▸ **PROBLEM REQUIREMENTS**:
Scale every point coordinate in the answers of the records below by 1.2, rounding to whole numbers with halves going up. Then write out every line of each record again, changing only those coordinates and leaving out the pictures.

▸ **RAW RECORDS**:

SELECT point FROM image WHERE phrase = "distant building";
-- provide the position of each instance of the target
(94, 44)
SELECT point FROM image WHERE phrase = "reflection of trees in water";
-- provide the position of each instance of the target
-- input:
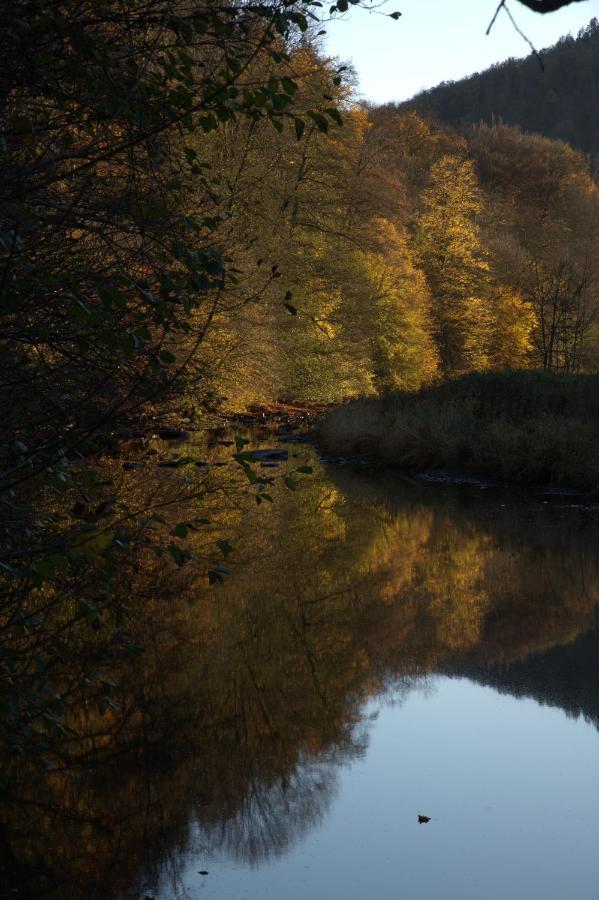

▸ **ANSWER IN FULL**:
SELECT point FROM image WHERE phrase = "distant building";
-- provide the position of each instance of the target
(113, 53)
SELECT point FROM image WHERE phrase = "reflection of trees in water";
-- provide the position of each instance of the target
-- input:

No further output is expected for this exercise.